━━━ Records for this exercise ━━━
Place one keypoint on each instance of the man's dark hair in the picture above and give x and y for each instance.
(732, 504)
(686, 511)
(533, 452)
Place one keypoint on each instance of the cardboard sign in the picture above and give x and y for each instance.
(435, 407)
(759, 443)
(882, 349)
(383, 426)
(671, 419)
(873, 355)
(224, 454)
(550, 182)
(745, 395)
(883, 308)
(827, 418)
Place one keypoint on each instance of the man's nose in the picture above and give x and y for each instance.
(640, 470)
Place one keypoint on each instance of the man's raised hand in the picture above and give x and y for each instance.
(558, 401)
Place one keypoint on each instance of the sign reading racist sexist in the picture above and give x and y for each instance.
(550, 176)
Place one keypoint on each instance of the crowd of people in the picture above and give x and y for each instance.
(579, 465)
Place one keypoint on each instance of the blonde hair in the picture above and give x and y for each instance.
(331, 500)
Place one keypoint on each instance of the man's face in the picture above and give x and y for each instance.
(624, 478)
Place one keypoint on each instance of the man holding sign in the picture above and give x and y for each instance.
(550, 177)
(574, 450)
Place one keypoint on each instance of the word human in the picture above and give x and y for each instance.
━━━
━━━ Records for this exercise ━━━
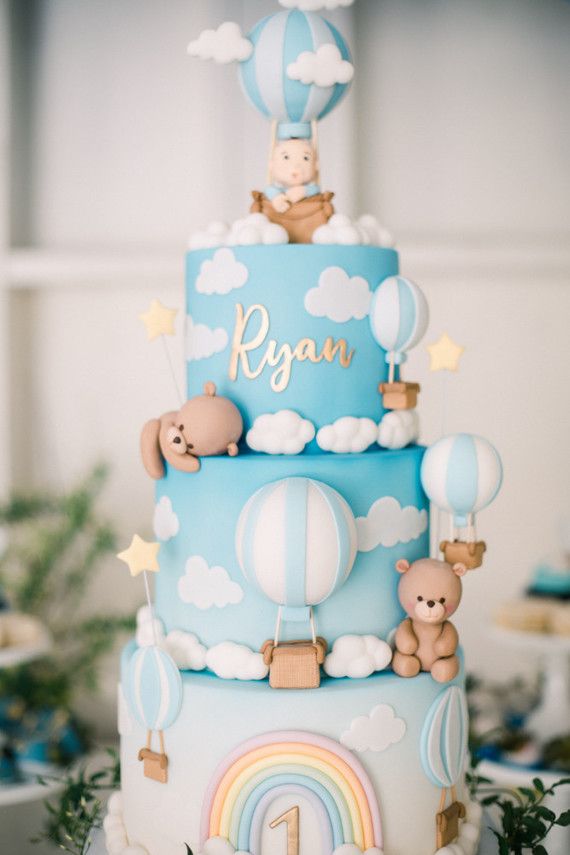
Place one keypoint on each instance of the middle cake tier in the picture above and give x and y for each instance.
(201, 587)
━━━
#### The problem:
Reproduce the entries above exactly, but only the lines between the line holding "Place one keypoint on each instance of the crowd" and the line holding "Place one keypoint on each instance of the word", inclusive.

#### Written answer:
Place one keypoint on each instance of the crowd of people in the picture above and give x and y for each instance.
(579, 465)
Place one keypoint on each instance of the blonde hair in the picture above and give x and y for each instance.
(331, 500)
Place one keypoint on each instance of the man's face in the picture above and give x and y for each instance.
(624, 478)
Place one keypoint on each instance of the man holding sign in the picture above and give x and y for each instance.
(550, 177)
(574, 450)
Place one keypoint on each instance of the word human in the picture above and give x and y for each instance.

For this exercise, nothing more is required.